Goal of the exercise => Exercise in exact copying. Transcribe every entry that follows, word for word.

Data =>
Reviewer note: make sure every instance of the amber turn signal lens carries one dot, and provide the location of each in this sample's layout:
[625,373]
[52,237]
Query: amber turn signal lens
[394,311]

Response =>
Reviewer note: make sure every instance of the amber turn signal lens carries one dot, and provide the location of each in this sample's layout:
[625,373]
[52,237]
Query: amber turn signal lens
[394,311]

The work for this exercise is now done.